Task goal: Only the lines starting at the one that contains "Return a point for each instance of the woman" and running to the end should be repeated, exactly as written.

———

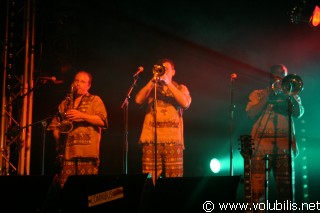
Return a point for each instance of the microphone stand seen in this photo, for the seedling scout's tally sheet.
(290, 143)
(44, 124)
(125, 107)
(232, 106)
(155, 130)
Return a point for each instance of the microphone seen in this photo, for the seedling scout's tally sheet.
(140, 69)
(52, 78)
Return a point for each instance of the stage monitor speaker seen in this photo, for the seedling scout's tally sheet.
(106, 193)
(24, 193)
(188, 194)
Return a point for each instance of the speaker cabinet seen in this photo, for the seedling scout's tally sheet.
(106, 193)
(24, 193)
(188, 194)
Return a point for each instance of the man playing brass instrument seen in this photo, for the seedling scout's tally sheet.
(269, 108)
(84, 115)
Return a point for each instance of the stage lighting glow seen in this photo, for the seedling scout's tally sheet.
(315, 18)
(215, 165)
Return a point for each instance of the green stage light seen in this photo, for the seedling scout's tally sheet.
(215, 165)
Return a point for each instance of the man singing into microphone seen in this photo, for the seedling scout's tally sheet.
(268, 108)
(163, 123)
(78, 130)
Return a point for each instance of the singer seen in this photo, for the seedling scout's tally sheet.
(84, 116)
(268, 108)
(167, 120)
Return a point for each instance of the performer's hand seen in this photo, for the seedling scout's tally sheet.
(165, 80)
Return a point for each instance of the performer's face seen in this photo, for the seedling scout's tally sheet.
(81, 84)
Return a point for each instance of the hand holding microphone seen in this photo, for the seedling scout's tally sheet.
(140, 69)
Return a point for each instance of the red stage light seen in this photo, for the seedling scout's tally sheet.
(315, 18)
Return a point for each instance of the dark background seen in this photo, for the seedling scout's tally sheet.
(208, 41)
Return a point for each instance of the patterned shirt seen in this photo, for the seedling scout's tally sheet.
(84, 139)
(169, 118)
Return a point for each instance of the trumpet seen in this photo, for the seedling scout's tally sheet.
(66, 126)
(291, 85)
(158, 70)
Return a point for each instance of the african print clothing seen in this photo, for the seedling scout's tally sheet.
(83, 142)
(169, 133)
(270, 134)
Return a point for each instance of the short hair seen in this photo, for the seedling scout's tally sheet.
(279, 69)
(87, 73)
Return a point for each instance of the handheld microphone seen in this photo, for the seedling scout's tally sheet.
(140, 69)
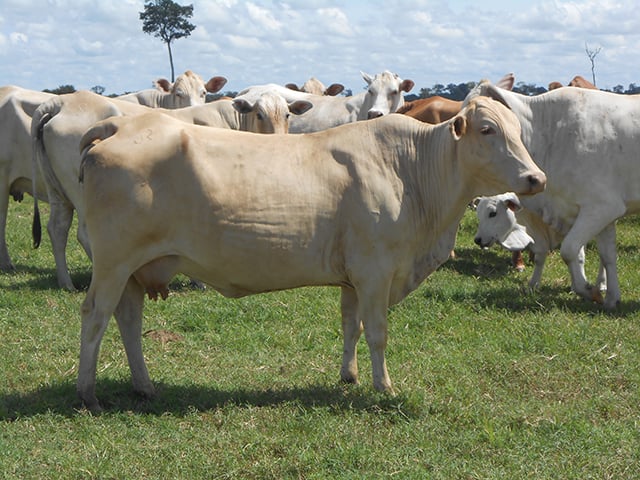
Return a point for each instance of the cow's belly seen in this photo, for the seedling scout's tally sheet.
(240, 263)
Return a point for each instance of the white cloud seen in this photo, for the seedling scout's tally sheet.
(263, 17)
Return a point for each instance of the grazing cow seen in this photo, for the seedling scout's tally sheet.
(16, 108)
(438, 109)
(371, 207)
(587, 142)
(58, 126)
(503, 220)
(577, 81)
(316, 87)
(382, 96)
(189, 89)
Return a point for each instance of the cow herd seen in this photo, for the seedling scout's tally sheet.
(345, 192)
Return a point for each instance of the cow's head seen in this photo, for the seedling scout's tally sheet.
(384, 94)
(269, 113)
(497, 222)
(189, 89)
(490, 153)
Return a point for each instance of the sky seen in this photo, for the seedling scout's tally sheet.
(84, 43)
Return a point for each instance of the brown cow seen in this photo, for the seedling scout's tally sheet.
(439, 109)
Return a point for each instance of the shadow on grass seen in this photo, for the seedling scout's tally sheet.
(36, 278)
(118, 396)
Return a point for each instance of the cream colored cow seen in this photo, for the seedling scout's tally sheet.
(16, 108)
(189, 89)
(59, 123)
(371, 207)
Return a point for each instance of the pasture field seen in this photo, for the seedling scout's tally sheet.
(492, 383)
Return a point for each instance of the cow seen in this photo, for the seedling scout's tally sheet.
(16, 108)
(577, 81)
(189, 89)
(586, 141)
(316, 87)
(503, 220)
(382, 96)
(58, 125)
(582, 82)
(370, 207)
(438, 109)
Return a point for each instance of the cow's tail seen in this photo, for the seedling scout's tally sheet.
(39, 161)
(99, 132)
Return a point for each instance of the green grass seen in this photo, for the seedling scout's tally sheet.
(492, 383)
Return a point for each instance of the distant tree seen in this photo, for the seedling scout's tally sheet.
(61, 89)
(168, 21)
(592, 58)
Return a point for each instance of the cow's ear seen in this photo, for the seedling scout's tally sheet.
(163, 85)
(241, 105)
(512, 202)
(407, 85)
(215, 84)
(458, 127)
(299, 107)
(334, 89)
(496, 93)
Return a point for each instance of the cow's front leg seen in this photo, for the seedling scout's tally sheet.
(373, 303)
(351, 331)
(129, 317)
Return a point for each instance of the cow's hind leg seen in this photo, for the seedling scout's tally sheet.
(60, 218)
(5, 260)
(128, 314)
(608, 272)
(351, 329)
(588, 225)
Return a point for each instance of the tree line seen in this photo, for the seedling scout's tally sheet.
(451, 91)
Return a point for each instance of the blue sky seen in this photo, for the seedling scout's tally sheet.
(47, 43)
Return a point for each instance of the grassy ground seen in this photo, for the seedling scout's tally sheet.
(493, 383)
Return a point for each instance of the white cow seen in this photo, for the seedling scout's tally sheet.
(382, 96)
(371, 207)
(189, 89)
(316, 87)
(503, 220)
(587, 143)
(58, 126)
(16, 108)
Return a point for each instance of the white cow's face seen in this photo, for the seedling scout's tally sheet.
(384, 94)
(496, 218)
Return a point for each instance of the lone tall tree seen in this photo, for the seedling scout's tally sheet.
(167, 20)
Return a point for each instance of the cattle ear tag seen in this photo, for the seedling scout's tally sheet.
(458, 127)
(513, 206)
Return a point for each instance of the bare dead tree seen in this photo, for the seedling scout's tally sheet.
(592, 57)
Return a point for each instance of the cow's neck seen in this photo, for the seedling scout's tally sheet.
(442, 186)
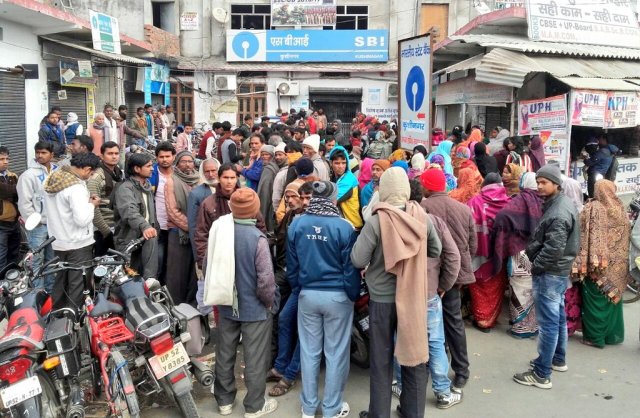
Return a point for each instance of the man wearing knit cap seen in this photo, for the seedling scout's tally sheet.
(395, 243)
(367, 199)
(251, 318)
(265, 186)
(181, 276)
(552, 251)
(310, 147)
(318, 247)
(459, 220)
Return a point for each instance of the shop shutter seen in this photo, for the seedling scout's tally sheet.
(12, 120)
(75, 102)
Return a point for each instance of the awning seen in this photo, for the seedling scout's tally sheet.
(600, 84)
(106, 56)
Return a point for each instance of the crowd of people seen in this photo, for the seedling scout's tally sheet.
(295, 214)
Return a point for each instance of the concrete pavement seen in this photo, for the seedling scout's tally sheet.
(598, 383)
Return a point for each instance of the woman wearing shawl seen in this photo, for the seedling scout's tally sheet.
(438, 161)
(444, 149)
(511, 178)
(462, 160)
(487, 291)
(536, 153)
(512, 230)
(469, 182)
(486, 163)
(602, 264)
(418, 164)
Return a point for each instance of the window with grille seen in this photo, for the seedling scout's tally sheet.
(252, 100)
(250, 16)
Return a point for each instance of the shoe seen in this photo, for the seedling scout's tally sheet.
(558, 367)
(225, 409)
(530, 378)
(395, 390)
(459, 382)
(269, 406)
(447, 401)
(344, 411)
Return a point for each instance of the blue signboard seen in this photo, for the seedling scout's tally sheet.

———

Task result:
Return a point for each instance of the woman wearing shawl seen in this photo, for the seedling scout's tally sheet.
(438, 161)
(444, 149)
(511, 178)
(462, 160)
(487, 291)
(536, 153)
(512, 230)
(469, 182)
(486, 163)
(602, 264)
(418, 164)
Return a point for each instance of the window with grille seen in this photo, for the seedling scout's tally sheet.
(252, 100)
(250, 16)
Return a point for each instance of the shoe seen in this photo, for the seedling scout's tally sheet.
(558, 367)
(225, 409)
(530, 378)
(395, 390)
(459, 382)
(269, 406)
(447, 401)
(344, 411)
Return a point for each instance of the blue signboard seen in this photo, for the seedling scout's tally sheet.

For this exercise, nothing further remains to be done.